◆ Goal:
Format the material below as a numbered list, leaving out the blank lines.

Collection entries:
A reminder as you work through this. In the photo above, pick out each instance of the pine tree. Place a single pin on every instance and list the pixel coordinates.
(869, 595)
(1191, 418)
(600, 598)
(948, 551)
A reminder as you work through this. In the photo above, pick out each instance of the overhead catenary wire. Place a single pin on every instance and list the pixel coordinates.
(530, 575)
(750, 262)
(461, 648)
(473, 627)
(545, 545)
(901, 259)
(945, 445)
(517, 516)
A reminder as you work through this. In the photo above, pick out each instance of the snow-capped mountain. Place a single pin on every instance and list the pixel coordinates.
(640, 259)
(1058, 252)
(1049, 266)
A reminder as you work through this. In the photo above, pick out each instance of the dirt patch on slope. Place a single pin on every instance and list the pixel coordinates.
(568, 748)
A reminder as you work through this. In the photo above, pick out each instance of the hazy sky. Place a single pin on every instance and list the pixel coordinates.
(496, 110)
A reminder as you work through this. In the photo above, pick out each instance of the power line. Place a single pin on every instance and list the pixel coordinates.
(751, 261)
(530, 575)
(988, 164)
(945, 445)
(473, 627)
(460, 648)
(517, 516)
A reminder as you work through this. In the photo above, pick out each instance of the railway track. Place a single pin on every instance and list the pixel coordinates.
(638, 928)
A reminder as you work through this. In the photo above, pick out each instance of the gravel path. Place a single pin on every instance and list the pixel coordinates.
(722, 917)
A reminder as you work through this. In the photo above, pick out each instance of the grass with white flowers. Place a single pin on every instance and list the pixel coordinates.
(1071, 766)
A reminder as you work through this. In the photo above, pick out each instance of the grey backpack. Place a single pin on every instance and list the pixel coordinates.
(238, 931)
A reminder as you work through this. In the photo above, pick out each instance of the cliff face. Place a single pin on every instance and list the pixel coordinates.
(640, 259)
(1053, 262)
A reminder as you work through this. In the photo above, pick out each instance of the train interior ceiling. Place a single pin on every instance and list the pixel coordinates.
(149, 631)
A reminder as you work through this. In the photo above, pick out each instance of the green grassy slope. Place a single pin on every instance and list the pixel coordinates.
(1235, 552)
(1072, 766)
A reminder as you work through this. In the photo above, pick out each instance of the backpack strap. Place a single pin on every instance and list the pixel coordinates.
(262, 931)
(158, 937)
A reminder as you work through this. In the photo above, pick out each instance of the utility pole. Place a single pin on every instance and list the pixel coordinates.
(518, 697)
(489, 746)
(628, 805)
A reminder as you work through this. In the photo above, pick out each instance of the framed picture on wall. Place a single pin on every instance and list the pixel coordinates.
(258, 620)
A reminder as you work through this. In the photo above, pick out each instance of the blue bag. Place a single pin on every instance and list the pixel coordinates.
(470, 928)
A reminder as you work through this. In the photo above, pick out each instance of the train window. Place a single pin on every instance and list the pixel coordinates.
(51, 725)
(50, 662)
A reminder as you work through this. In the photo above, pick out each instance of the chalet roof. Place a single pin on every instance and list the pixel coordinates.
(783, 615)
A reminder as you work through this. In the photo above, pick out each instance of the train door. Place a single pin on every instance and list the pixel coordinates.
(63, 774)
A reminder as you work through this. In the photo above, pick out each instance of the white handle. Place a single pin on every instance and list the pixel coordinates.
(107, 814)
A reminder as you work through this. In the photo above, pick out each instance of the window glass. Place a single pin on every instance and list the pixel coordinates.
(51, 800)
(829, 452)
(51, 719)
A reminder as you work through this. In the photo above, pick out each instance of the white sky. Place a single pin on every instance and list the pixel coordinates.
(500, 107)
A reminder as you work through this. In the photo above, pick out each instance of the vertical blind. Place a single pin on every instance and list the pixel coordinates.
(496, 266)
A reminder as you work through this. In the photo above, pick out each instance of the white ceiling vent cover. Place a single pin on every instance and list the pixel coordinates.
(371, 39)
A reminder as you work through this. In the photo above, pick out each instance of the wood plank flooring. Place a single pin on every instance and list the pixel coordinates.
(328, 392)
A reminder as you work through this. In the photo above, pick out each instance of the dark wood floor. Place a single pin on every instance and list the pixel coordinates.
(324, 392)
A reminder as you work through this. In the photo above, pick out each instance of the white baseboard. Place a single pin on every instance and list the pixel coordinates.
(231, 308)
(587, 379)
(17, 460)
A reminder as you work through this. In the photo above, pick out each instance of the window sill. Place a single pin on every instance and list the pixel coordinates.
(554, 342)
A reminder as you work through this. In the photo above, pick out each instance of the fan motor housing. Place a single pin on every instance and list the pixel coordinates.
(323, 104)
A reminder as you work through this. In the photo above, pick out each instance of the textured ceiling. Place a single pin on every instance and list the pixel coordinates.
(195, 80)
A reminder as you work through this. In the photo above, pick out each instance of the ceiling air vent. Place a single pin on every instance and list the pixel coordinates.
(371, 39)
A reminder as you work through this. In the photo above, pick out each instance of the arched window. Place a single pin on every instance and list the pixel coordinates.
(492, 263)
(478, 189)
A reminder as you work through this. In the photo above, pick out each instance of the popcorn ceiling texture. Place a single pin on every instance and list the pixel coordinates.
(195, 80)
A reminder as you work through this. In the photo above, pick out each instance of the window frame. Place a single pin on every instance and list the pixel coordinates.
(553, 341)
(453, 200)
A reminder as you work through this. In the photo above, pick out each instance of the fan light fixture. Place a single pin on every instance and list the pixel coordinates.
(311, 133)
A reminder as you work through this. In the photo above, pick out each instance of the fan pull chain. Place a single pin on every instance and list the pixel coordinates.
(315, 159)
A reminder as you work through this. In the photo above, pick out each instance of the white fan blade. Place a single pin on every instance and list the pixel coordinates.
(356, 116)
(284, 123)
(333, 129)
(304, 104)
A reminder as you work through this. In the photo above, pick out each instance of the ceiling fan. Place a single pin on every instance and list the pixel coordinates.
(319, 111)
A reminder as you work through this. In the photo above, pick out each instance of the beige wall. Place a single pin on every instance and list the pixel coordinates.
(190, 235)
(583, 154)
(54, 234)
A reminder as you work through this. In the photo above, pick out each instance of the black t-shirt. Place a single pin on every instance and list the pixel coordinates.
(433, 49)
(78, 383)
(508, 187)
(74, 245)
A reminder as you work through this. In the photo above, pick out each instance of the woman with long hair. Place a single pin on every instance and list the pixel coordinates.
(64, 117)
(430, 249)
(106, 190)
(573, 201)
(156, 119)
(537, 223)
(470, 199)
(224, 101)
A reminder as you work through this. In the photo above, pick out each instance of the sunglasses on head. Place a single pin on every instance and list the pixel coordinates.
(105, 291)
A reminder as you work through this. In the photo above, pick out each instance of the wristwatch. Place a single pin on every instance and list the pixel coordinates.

◆ Solution to the problem:
1. A reminder as you work through this. In the photo above, pick out each instance of the pine tree. Place a single pin on every instance and list the pixel coordinates.
2. (869, 595)
3. (1191, 418)
4. (600, 598)
5. (948, 551)
6. A reminder as you work through this. In the photo above, pick out each instance of the overhead catenary wire. Place a single pin on every instance and list the pixel coordinates.
7. (530, 575)
8. (750, 262)
9. (461, 648)
10. (473, 627)
11. (545, 545)
12. (901, 259)
13. (945, 445)
14. (517, 516)
15. A reminder as you work through this. In the photo above, pick out each instance of the snow-capped mountain. Place a single pin on every instance and list the pixel coordinates.
16. (640, 259)
17. (1058, 252)
18. (1049, 266)
19. A reminder as you work through this. In the photo above, pick out each instance of the dirt patch on slope. Place a single pin on every instance and list the pixel coordinates.
20. (568, 748)
21. A reminder as you work through this. In the photo above, pick out each instance of the hazy sky. Place a single pin on every instance and list the pixel coordinates.
22. (496, 110)
23. A reminder as you work through this. In the photo above, pick out each instance of the power line. Place a single pin on every instance and list the pixel coordinates.
24. (751, 261)
25. (530, 575)
26. (988, 164)
27. (945, 445)
28. (473, 627)
29. (460, 648)
30. (517, 516)
31. A reminder as you work through this. In the photo above, pick out each instance of the railway track. Place a single pin on every instance and list the pixel coordinates.
32. (638, 928)
33. A reminder as you work through this. In the photo above, pick out each instance of the gravel path. Place a single pin on every instance and list the pixel coordinates.
34. (722, 917)
35. A reminder as you work through this. In the photo above, pick out each instance of the grass with white flowers. Place a single pin on every instance and list the pixel coordinates.
36. (1071, 766)
37. A reminder as you work through this. In the photo above, pick out each instance of the grey backpack. Place a single pin on every instance and list the pixel coordinates.
38. (238, 931)
39. A reminder as you work through this. In the photo above, pick out each instance of the cliff face. Place a single pin on every instance and list the pixel coordinates.
40. (640, 259)
41. (1053, 262)
42. A reminder as you work through this. In the photo above, pick out each instance of the train interior ceiling. Place a single pin on every instance and list the pixel coordinates.
43. (149, 631)
44. A reminder as you work through this. In the photo above, pick out each instance of the green grassy slope. Place a single pin on every instance and list the pixel coordinates.
45. (1235, 552)
46. (1072, 766)
47. A reminder as you work through this. In the photo above, pick out each instance of the backpack strap. Place a single pin on every instance and list the pixel coordinates.
48. (262, 931)
49. (158, 937)
50. A reminder as you work through this. In the photo above, pick out each instance of the utility pole. Place a single pin on every instance and list the pixel coordinates.
51. (518, 697)
52. (489, 746)
53. (628, 805)
54. A reminder as you work through this. In the photo above, pick out each instance of the framed picture on wall. Place a single pin on every instance and list the pixel coordinates.
55. (258, 620)
56. A reminder as you work through this. In the photo above, pick out each instance of the blue bag. Place a single pin on every instance and list the pixel coordinates.
57. (470, 928)
58. A reminder as you work through this. In the photo above, pick out each instance of the train window. Place a single pin on every instance and list the pixel coordinates.
59. (51, 725)
60. (50, 662)
61. A reminder as you work through this. In the photo above, pick out each instance of the chalet roof. Place a single pin on every instance and list the pixel coordinates.
62. (783, 615)
63. A reminder as you work through this. In the photo above, pick out each instance of the train door. Place a single pin on every instance and list the pixel coordinates.
64. (63, 774)
65. A reminder as you work through this. In the photo above, pick out each instance of the white handle. Place a single pin on every instance and list the pixel coordinates.
66. (107, 814)
67. A reminder as you work through this. In the photo above, pick out each instance of the window glass. Place a single pin on every instance and list the pixel coordinates.
68. (51, 800)
69. (829, 452)
70. (51, 719)
71. A reminder as you work through this. In the photo above, pick out each instance of the white sky. Place a single pin on every instance and list the pixel coordinates.
72. (500, 107)
73. A reminder as you work through this. In the photo above, pick out each instance of the vertical blind. Place a single pin on every instance and list the pixel coordinates.
74. (496, 266)
75. A reminder as you work through this. In the photo above, pick out each instance of the white ceiling vent cover. Place a single pin on every instance and list the pixel coordinates.
76. (371, 39)
77. A reminder as you work through this. In the photo above, pick out each instance of the wood plank flooring. Place a single pin on every instance and list the pixel coordinates.
78. (328, 392)
79. A reminder as you work through this. In the photo above, pick out each instance of the dark wood floor. Place a single pin on every instance and list the pixel coordinates.
80. (324, 392)
81. A reminder as you work through this. In the photo above, pick out each instance of the white baseboard. Place a single pin on every instance and list the pixel coordinates.
82. (231, 308)
83. (587, 379)
84. (17, 460)
85. A reminder as you work through this. In the photo above, pick out each instance of the window sill. Place a single pin on every instance and list the pixel coordinates.
86. (554, 342)
87. A reminder as you work through this. In the photo above, pick out each instance of the fan motor housing. Place a single pin on every instance and list the pixel coordinates.
88. (323, 104)
89. A reminder as you work through this. In the photo above, pick out each instance of the textured ceiling. Place a single pin on every instance and list the pixel coordinates.
90. (195, 80)
91. A reminder as you work through this. In the photo above, pick out each instance of the ceiling air vent. Place a single pin on every instance and list the pixel coordinates.
92. (371, 39)
93. A reminder as you work through this. In the photo above, pick out each instance of the arched window. Place a single pin on every instance and list the pixel coordinates.
94. (492, 263)
95. (478, 189)
96. A reminder as you work through this. In the photo above, pick out each instance of the popcorn ceiling texture. Place a single pin on every instance and list the pixel coordinates.
97. (195, 80)
98. A reminder as you work through this. In the photo above, pick out each instance of the window frame. Place a single pin on every instance and list the pixel coordinates.
99. (553, 341)
100. (453, 200)
101. A reminder as you work through this. In the photo above, pick out each instance of the fan light fixture. Place a single pin on every instance and list the pixel coordinates.
102. (311, 133)
103. A reminder as you work through this. In the photo above, pick out each instance of the fan pull chain. Place a single pin on every instance and list the pixel coordinates.
104. (315, 159)
105. A reminder as you work through this. In the photo above, pick out each instance of the white fan blade. Place a single pin on every instance and list the pixel coordinates.
106. (356, 116)
107. (284, 123)
108. (333, 129)
109. (304, 104)
110. A reminder as you work through this. In the photo above, pick out each instance of the ceiling fan. Place a single pin on every instance and list the pixel coordinates.
111. (319, 111)
112. A reminder as you work through this. In the photo above, pick out each instance of the beige wall. Place a single pin on every instance and list the pixel coordinates.
113. (190, 235)
114. (583, 154)
115. (54, 234)
116. A reminder as you work through this. In the photo above, pick out each instance of the black t-shirt. Place a single pin on every instance and list the pixel coordinates.
117. (433, 49)
118. (78, 383)
119. (508, 187)
120. (74, 245)
121. A reminder as you work through this. In the photo above, pick out each instance of the woman with long hair. Place a single pin on every instance and list the pixel coordinates.
122. (64, 117)
123. (430, 249)
124. (106, 190)
125. (573, 201)
126. (156, 119)
127. (537, 223)
128. (470, 199)
129. (224, 101)
130. A reminder as you work through this. In the photo above, pick out each instance of the sunglasses on head. Place a single pin on every instance and list the pixel coordinates.
131. (105, 291)
132. A reminder as you work through this. In the photo above, pick out each instance of the wristwatch. Place a single pin on every instance and list the pixel coordinates.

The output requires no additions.